» WHAT TO PRODUCE
Below is a set of records. Repeat all of them exactly.

» GIVEN DATA
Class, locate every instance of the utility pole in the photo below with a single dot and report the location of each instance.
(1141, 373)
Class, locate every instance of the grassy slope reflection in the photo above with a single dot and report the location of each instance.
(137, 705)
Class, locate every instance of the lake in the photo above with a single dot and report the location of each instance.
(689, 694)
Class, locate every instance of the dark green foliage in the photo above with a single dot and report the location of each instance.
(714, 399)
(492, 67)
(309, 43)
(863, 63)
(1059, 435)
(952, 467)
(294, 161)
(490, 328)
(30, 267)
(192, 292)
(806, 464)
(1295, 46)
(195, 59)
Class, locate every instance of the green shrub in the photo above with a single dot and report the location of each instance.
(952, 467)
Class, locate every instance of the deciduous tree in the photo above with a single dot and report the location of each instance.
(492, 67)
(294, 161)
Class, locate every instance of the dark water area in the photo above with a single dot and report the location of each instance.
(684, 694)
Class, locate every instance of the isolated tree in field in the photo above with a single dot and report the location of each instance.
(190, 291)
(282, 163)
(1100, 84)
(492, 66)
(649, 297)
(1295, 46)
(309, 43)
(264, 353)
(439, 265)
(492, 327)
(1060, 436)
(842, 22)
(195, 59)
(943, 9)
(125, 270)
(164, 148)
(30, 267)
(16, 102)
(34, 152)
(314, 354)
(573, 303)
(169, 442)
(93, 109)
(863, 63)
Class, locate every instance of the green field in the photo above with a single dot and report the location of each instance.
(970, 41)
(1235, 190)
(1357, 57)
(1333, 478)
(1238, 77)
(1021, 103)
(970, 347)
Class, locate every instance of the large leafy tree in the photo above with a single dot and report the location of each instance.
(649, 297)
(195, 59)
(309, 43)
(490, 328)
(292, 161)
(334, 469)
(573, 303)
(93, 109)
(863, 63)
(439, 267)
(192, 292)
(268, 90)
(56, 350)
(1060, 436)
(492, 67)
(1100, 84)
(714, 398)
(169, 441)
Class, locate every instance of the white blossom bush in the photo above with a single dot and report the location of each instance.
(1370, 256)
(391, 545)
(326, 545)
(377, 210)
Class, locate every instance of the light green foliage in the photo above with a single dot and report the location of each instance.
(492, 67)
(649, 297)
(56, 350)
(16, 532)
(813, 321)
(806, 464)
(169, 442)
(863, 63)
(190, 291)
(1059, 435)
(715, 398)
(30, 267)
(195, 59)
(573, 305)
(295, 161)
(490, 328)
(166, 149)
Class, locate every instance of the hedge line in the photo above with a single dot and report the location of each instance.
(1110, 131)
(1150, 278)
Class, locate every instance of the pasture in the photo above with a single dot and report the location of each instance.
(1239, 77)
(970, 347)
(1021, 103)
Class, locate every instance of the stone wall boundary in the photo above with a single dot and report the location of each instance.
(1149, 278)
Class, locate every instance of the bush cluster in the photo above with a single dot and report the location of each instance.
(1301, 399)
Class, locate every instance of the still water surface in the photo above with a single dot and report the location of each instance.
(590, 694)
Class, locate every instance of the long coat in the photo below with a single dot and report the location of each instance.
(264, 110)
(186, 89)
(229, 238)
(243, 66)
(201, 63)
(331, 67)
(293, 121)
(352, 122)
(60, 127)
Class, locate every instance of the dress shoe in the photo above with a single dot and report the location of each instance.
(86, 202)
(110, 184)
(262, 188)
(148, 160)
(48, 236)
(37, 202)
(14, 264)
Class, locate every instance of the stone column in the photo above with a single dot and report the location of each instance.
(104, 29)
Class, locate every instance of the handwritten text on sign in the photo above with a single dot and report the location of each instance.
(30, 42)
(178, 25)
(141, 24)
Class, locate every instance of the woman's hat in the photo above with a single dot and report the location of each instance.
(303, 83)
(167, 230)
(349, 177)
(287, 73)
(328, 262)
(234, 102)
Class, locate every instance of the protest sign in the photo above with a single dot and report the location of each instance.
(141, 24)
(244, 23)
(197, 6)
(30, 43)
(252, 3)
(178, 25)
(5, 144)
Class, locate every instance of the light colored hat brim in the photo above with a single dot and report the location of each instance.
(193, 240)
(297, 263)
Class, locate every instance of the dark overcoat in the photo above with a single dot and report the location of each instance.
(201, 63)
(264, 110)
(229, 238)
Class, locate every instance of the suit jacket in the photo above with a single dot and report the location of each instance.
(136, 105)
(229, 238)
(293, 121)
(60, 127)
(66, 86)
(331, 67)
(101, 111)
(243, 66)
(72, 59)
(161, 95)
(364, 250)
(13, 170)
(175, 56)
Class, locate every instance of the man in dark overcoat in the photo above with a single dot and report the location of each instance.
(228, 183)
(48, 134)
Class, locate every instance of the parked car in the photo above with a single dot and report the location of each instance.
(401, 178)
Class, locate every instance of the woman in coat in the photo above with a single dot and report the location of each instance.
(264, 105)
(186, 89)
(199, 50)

» EXERCISE SOLUTION
Class, locate every instance of the utility pole in the photo below with a single dot and report the location of each instance.
(1141, 373)
Class, locate every instance of the grassy slope reflection in the photo above with a single dot and report the location of each instance.
(137, 705)
Class, locate every instance of the lake in the photo above with a single dot and report the location of each instance.
(689, 694)
Class, locate every instance of the dark green foliage in the photo above with a single dot and report the location of each instance.
(714, 399)
(492, 67)
(309, 43)
(863, 63)
(1059, 435)
(952, 467)
(294, 161)
(490, 328)
(30, 267)
(192, 292)
(806, 464)
(1295, 46)
(195, 59)
Class, locate every instance of the green shrub in the photo above with a single dot and report the location of each instance.
(952, 467)
Class, locate every instance of the deciduous tree in the photo above with a single dot and report the location of each instance.
(492, 67)
(294, 161)
Class, locate every instance of the dark water area in the photo above with a single dot and report the location of each instance.
(684, 694)
Class, locate every instance of the isolated tree in field in the photo above with a single dot and report the location of each instance.
(190, 291)
(282, 163)
(1100, 84)
(492, 66)
(649, 297)
(1295, 46)
(309, 43)
(264, 353)
(439, 265)
(492, 327)
(1060, 436)
(842, 22)
(195, 59)
(943, 9)
(125, 270)
(164, 148)
(30, 267)
(16, 102)
(34, 152)
(314, 354)
(573, 303)
(169, 442)
(93, 109)
(863, 63)
Class, locate every instance of the green field in the photo above with a single dot and report the location of each instance.
(970, 41)
(1235, 190)
(1357, 57)
(1333, 478)
(1238, 77)
(1021, 103)
(970, 347)
Class, locate every instance of the large leafy tree in the photo above with a single dot and report the location of each instance.
(649, 297)
(195, 59)
(309, 43)
(490, 328)
(292, 161)
(334, 469)
(573, 303)
(93, 109)
(863, 63)
(439, 267)
(192, 292)
(268, 90)
(56, 350)
(1060, 436)
(492, 67)
(1100, 84)
(714, 398)
(169, 441)
Class, locate every instance of the white blossom bush in the photo above with a single dot and report the location of each instance.
(1370, 256)
(391, 545)
(326, 545)
(377, 210)
Class, locate every instance of the light green foliage in the photo above with a single dot and report the location of each instance.
(492, 67)
(649, 297)
(56, 350)
(16, 532)
(813, 321)
(806, 464)
(169, 442)
(863, 63)
(190, 291)
(1059, 435)
(715, 398)
(30, 267)
(195, 59)
(573, 305)
(295, 161)
(490, 328)
(166, 149)
Class, locate every instance of the hedge line in the photo above with a single dot and report the location of each instance.
(1110, 131)
(1150, 278)
Class, locate every instance of the pasture in the photo above with a single dot and report the location of each instance.
(1239, 77)
(970, 347)
(1021, 103)
Class, locate every instance of the stone wall boundary in the photo above with a single dot and report the location of each instance.
(1149, 278)
Class, locate every instance of the bush cluster in the photo above with a single dot and report the location of each instance.
(1301, 399)
Class, locate every instance of the still water surface in the photo above with a single dot and report the location of each instance.
(590, 694)
Class, locate every instance of the long coat in the photo below with a single dot and report the location of each instance.
(264, 110)
(186, 89)
(229, 238)
(243, 66)
(201, 63)
(331, 67)
(293, 121)
(352, 122)
(60, 127)
Class, locate every instance of the dress shoe in the photo above with a single dot and report the location of each instance.
(86, 202)
(110, 184)
(262, 188)
(148, 160)
(48, 236)
(37, 202)
(14, 264)
Class, locate every instance of the stone column in the photo above with a single dot and report the location of each instance.
(104, 29)
Class, locate every instance of the handwritten text on sign in the photo above with a single dot and report the location of each instance.
(30, 42)
(178, 25)
(141, 24)
Class, locate every instance of the woman's hat in the photo above with a single dot and report the location of each instance.
(303, 83)
(167, 230)
(349, 177)
(287, 73)
(328, 262)
(234, 102)
Class, locate every instance of the protest sign in the photo above with a single dot and report the location of each instance.
(141, 24)
(244, 23)
(197, 6)
(30, 43)
(252, 3)
(178, 25)
(5, 144)
Class, locate every instance of the light colored hat brim in the photo above with a single dot and report the location of each instance.
(193, 240)
(297, 263)
Class, locate every instance of the dark overcoat in the photo above with a single dot and report the location of each instance.
(201, 63)
(264, 110)
(229, 238)
Class, locate every instance of the suit jacket in the photo above with a single dot and report the location of each instance.
(136, 105)
(229, 238)
(293, 121)
(60, 127)
(66, 86)
(331, 67)
(101, 111)
(243, 66)
(72, 59)
(161, 95)
(364, 250)
(13, 170)
(175, 56)
Class, locate every instance of the man in dark overcoat in the photo above with a single dot and report the location of each instance.
(228, 183)
(48, 134)
Class, locate every instance of the parked car in the photo above with a single dot and report the location of each instance.
(401, 178)
Class, locate every instance of the woman in coat in the photo above with a single dot and report the location of each instance.
(264, 105)
(186, 89)
(199, 50)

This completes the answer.